• REQUIREMENT
Copy out each of the entries below word for word, without any changes.
-- EXERCISE INPUTS start --
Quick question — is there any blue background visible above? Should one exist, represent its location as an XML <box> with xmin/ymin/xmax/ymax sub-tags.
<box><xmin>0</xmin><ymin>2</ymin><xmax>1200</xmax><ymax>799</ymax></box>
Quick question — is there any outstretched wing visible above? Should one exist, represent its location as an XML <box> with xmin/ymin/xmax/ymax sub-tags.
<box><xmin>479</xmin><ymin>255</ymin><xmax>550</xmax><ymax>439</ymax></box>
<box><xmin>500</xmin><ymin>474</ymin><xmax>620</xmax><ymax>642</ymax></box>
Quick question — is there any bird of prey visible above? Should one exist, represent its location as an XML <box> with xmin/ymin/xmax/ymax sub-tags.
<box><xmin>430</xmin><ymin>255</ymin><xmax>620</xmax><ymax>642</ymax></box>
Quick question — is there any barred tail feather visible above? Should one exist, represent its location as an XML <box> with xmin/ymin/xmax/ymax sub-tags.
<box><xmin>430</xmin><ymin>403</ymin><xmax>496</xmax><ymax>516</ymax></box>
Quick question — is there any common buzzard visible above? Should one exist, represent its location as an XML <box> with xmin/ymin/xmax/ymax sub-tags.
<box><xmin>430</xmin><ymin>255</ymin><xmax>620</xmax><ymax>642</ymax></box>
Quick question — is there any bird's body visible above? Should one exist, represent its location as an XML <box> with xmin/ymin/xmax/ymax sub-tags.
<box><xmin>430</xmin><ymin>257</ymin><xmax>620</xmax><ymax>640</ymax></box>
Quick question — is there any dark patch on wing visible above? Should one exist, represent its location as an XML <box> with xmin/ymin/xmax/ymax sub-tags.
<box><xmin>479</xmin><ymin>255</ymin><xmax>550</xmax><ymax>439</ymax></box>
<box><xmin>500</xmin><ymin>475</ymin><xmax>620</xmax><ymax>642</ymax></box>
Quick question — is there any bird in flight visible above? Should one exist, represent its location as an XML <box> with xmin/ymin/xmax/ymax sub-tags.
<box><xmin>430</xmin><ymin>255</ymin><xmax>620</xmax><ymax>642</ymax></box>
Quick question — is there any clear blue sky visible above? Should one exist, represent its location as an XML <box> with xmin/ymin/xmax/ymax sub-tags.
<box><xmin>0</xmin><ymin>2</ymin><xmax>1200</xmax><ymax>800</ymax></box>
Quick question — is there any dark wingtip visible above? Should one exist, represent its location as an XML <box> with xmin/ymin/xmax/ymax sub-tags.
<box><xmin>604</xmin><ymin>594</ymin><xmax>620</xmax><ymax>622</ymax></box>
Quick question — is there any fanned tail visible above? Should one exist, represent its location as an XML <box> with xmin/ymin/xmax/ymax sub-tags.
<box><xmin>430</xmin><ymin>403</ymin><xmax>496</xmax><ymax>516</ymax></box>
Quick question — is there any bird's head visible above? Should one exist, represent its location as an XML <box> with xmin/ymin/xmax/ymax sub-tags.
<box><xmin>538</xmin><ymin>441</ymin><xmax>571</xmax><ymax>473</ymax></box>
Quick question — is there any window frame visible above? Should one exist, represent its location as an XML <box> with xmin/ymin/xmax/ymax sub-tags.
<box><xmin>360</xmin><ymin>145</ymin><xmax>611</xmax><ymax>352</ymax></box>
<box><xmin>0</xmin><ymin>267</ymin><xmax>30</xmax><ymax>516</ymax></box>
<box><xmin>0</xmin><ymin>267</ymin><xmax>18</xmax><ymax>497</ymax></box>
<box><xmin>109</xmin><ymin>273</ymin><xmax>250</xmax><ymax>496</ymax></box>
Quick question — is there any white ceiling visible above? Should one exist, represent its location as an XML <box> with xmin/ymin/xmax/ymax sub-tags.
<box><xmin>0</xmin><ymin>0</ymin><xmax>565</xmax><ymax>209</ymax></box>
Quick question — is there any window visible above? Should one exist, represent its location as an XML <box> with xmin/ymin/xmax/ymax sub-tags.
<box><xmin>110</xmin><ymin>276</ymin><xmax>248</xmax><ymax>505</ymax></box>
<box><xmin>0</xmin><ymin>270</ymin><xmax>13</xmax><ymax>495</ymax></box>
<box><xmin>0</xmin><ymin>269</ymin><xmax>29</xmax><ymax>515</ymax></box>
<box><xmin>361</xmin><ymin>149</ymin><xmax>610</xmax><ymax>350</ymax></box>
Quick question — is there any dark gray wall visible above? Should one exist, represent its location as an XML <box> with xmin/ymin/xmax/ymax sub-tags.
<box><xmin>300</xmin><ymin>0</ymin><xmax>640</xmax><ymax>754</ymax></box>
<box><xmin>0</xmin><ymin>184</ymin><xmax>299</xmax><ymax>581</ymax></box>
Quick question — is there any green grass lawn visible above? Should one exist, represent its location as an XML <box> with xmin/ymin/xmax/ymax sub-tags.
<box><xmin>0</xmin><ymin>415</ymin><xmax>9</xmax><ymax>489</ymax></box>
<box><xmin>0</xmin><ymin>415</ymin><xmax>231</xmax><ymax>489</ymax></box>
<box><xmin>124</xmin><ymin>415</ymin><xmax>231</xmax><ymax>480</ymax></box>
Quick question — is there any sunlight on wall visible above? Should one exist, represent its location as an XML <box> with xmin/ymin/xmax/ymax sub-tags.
-- EXERCISE INPUTS end --
• EXERCISE SOLUTION
Quick question — is there any blue background visible above? Should one exist, represent its location as an XML <box> with xmin/ymin/xmax/ymax sub-tags.
<box><xmin>0</xmin><ymin>2</ymin><xmax>1200</xmax><ymax>799</ymax></box>
Quick question — is there any outstretched wing visible above? Should one exist, represent its location as an XML <box> with xmin/ymin/xmax/ymax sub-tags.
<box><xmin>479</xmin><ymin>255</ymin><xmax>550</xmax><ymax>439</ymax></box>
<box><xmin>500</xmin><ymin>474</ymin><xmax>620</xmax><ymax>642</ymax></box>
Quick question — is there any bird of prey visible above? Should one exist, represent its location as an XML <box> with xmin/ymin/xmax/ymax sub-tags.
<box><xmin>430</xmin><ymin>255</ymin><xmax>620</xmax><ymax>642</ymax></box>
Quick question — is there any barred tail feather visible above? Should one exist, represent its location as an XML <box> with xmin/ymin/xmax/ymax sub-tags.
<box><xmin>430</xmin><ymin>403</ymin><xmax>496</xmax><ymax>516</ymax></box>
Quick question — is there any common buzzard visible above? Should one exist, represent its location as an XML <box> with xmin/ymin/xmax/ymax sub-tags.
<box><xmin>430</xmin><ymin>255</ymin><xmax>620</xmax><ymax>642</ymax></box>
Quick question — is there any bird's body visible above? Should one exist, represent its location as an XML <box> with xmin/ymin/xmax/ymax sub-tags.
<box><xmin>430</xmin><ymin>257</ymin><xmax>620</xmax><ymax>640</ymax></box>
Quick question — is there any dark patch on wing visible above? Should one exist, represent its location as an XML <box> with xmin/ymin/xmax/ymax sub-tags.
<box><xmin>479</xmin><ymin>255</ymin><xmax>550</xmax><ymax>439</ymax></box>
<box><xmin>500</xmin><ymin>475</ymin><xmax>620</xmax><ymax>642</ymax></box>
Quick question — is there any bird in flight visible above? Should one exist, represent its location as an XML <box> with xmin/ymin/xmax/ymax sub-tags.
<box><xmin>430</xmin><ymin>255</ymin><xmax>620</xmax><ymax>642</ymax></box>
Quick question — is there any clear blue sky visible above? Should one exist, represent its location as an XML <box> with xmin/ymin/xmax/ymax sub-tags.
<box><xmin>0</xmin><ymin>2</ymin><xmax>1200</xmax><ymax>800</ymax></box>
Quick question — is there any dark wingtip visible above? Should one exist, represent its location as an XML <box> with xmin/ymin/xmax/ymax sub-tags.
<box><xmin>604</xmin><ymin>594</ymin><xmax>620</xmax><ymax>622</ymax></box>
Quick question — is there any fanned tail visible above? Should one exist, represent its location as an XML <box> with xmin/ymin/xmax/ymax sub-tags.
<box><xmin>430</xmin><ymin>403</ymin><xmax>496</xmax><ymax>516</ymax></box>
Quick question — is there any bird's head visible above? Should one exist, represent its location as an XML <box> with xmin/ymin/xmax/ymax sub-tags.
<box><xmin>538</xmin><ymin>441</ymin><xmax>571</xmax><ymax>473</ymax></box>
Quick question — is there any window frame visible above? Should one exist, represent its location as an XML <box> with xmin/ymin/xmax/ymax sub-tags.
<box><xmin>360</xmin><ymin>145</ymin><xmax>611</xmax><ymax>352</ymax></box>
<box><xmin>0</xmin><ymin>267</ymin><xmax>30</xmax><ymax>516</ymax></box>
<box><xmin>0</xmin><ymin>267</ymin><xmax>18</xmax><ymax>497</ymax></box>
<box><xmin>109</xmin><ymin>273</ymin><xmax>250</xmax><ymax>496</ymax></box>
Quick question — is there any white ceiling visible above? Should one exist, represent its location as an XML <box> with xmin/ymin/xmax/ymax sub-tags.
<box><xmin>0</xmin><ymin>0</ymin><xmax>565</xmax><ymax>209</ymax></box>
Quick question — is there any window visible above? Should one exist, represent its location as an XML <box> with xmin/ymin/xmax/ymax sub-tags.
<box><xmin>110</xmin><ymin>276</ymin><xmax>248</xmax><ymax>505</ymax></box>
<box><xmin>0</xmin><ymin>270</ymin><xmax>13</xmax><ymax>495</ymax></box>
<box><xmin>0</xmin><ymin>269</ymin><xmax>29</xmax><ymax>515</ymax></box>
<box><xmin>361</xmin><ymin>149</ymin><xmax>610</xmax><ymax>350</ymax></box>
Quick question — is there any dark gray wall visible above? Should one exist, represent its location as an XML <box> with xmin/ymin/xmax/ymax sub-tags.
<box><xmin>300</xmin><ymin>0</ymin><xmax>640</xmax><ymax>754</ymax></box>
<box><xmin>0</xmin><ymin>184</ymin><xmax>299</xmax><ymax>581</ymax></box>
Quick question — is there any green grass lawn visible above? Should one exist, represent its location as an XML <box> with xmin/ymin/xmax/ymax sub-tags.
<box><xmin>0</xmin><ymin>415</ymin><xmax>9</xmax><ymax>489</ymax></box>
<box><xmin>0</xmin><ymin>415</ymin><xmax>231</xmax><ymax>489</ymax></box>
<box><xmin>124</xmin><ymin>415</ymin><xmax>231</xmax><ymax>480</ymax></box>
Quick question — is there any sunlight on wall visible above? Should one exist, represent its location as an XML <box> with xmin/ymin/xmax/ymax sub-tags.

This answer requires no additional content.